(Records for processing begins)
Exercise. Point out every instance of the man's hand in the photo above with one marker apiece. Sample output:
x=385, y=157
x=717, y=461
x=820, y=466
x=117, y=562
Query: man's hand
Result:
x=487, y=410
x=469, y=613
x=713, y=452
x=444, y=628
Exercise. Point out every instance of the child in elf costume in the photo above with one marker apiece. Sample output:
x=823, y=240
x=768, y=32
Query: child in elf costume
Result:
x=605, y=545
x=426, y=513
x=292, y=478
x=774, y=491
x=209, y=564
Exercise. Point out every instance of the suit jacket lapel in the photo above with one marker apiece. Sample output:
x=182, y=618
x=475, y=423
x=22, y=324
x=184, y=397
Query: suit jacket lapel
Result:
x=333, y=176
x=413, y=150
(Records for processing ends)
I would like you to return every entry exactly, with nothing changed.

Exercise. Point out every instance of the man's hand in the photo above with one marker apiece. Sample output:
x=385, y=157
x=717, y=461
x=820, y=466
x=117, y=562
Query: man's hand
Result:
x=487, y=410
x=469, y=613
x=713, y=452
x=444, y=628
Exercise. Point out every instance of the child in elf costume in the photo above with one marker apiece. Sample output:
x=823, y=240
x=768, y=32
Query: child in elf costume
Result:
x=605, y=545
x=426, y=513
x=292, y=478
x=774, y=491
x=209, y=564
Exercise. Point out every instance of the suit jacket lapel in the photo above with one marker apiece. Sample output:
x=182, y=618
x=475, y=423
x=22, y=324
x=184, y=397
Query: suit jacket lapel
Result:
x=333, y=176
x=413, y=150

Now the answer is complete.